Given records.
====

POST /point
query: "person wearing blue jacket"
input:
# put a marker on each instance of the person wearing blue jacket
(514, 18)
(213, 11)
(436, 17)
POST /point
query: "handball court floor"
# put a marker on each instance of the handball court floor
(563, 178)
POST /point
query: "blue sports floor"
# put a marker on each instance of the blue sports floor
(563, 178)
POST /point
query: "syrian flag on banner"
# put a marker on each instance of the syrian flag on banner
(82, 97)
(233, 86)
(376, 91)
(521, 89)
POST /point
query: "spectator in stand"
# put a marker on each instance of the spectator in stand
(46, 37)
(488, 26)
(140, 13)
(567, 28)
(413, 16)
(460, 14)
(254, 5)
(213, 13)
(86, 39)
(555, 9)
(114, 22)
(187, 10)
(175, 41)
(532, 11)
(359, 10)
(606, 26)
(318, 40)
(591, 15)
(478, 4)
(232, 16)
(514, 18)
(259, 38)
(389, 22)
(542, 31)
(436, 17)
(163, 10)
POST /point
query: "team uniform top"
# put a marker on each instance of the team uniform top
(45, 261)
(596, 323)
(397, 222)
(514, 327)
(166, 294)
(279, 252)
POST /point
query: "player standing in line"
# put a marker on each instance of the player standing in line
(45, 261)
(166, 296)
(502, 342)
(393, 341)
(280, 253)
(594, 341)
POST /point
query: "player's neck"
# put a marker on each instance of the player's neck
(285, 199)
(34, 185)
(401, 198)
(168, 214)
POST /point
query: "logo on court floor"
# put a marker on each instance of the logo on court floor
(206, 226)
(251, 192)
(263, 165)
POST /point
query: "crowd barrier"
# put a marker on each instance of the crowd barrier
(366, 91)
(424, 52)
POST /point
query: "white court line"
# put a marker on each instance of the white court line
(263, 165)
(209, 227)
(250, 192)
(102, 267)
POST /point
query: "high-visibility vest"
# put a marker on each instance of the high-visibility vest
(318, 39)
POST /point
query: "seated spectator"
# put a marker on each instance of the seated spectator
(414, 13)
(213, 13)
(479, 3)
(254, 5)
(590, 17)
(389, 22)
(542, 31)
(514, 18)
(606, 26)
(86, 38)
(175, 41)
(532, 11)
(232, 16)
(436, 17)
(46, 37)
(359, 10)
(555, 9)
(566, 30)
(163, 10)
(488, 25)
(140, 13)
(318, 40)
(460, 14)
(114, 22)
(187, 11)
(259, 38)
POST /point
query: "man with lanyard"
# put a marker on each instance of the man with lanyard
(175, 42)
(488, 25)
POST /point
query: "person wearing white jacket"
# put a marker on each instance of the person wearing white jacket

====

What is needed.
Reproduce all of the records exactly.

Answer to the task.
POST /point
query: "person wearing blue jacket"
input:
# put a marker on each instance of the person wearing blue jacket
(514, 18)
(213, 11)
(436, 17)
POST /point
query: "handball court floor"
# put a marker on each instance of the handball court floor
(563, 178)
POST /point
query: "blue sports floor"
# put a marker on each instance of the blue sports floor
(563, 178)
POST /point
query: "syrian flag on banner"
# put a marker on each instance of the syrian flag on banner
(82, 97)
(233, 86)
(376, 91)
(521, 89)
POST /point
query: "spectator in stand"
# put a marker on each instance of the spectator in stand
(46, 37)
(488, 26)
(140, 13)
(567, 28)
(413, 16)
(460, 14)
(254, 5)
(213, 13)
(86, 39)
(555, 9)
(114, 22)
(187, 10)
(175, 41)
(532, 11)
(359, 10)
(606, 26)
(318, 40)
(591, 15)
(478, 4)
(232, 16)
(514, 18)
(259, 38)
(389, 22)
(542, 31)
(436, 17)
(163, 10)
POST /point
query: "team uniform top"
# put a marker on each instance of the team uniform top
(45, 261)
(596, 323)
(397, 222)
(514, 327)
(166, 294)
(279, 252)
POST /point
query: "player standing in line"
# put a marker on each instance of the player standing in line
(45, 261)
(166, 296)
(502, 342)
(393, 341)
(280, 253)
(594, 341)
POST /point
query: "player's neck"
# put a marker on each instance of the player's neck
(285, 199)
(34, 185)
(401, 198)
(168, 214)
POST /point
query: "logo on court floor"
# put a marker on each instance of the logo on court floor
(206, 226)
(251, 192)
(263, 165)
POST /point
query: "crowd barrier"
# put a marker on each instance of the crowd barrier
(366, 91)
(424, 52)
POST /point
query: "white court line"
# put a marker on each instance of the white court line
(263, 165)
(209, 227)
(250, 192)
(102, 267)
POST /point
query: "high-visibility vest"
# put a marker on each instance of the high-visibility vest
(318, 39)
POST /point
query: "seated spectator"
# put a marker on each instance of the seated spectator
(414, 13)
(213, 13)
(479, 3)
(254, 5)
(590, 17)
(389, 22)
(542, 31)
(514, 18)
(606, 26)
(86, 38)
(175, 41)
(532, 11)
(232, 16)
(436, 17)
(46, 37)
(359, 10)
(555, 9)
(566, 30)
(163, 10)
(488, 25)
(140, 13)
(318, 40)
(460, 14)
(114, 22)
(187, 11)
(259, 38)
POST /point
query: "man with lanyard"
# put a marker on each instance of the man with lanyard
(175, 42)
(488, 25)
POST /point
query: "person wearing white jacket"
# put a marker on each instance of the person wearing white jacket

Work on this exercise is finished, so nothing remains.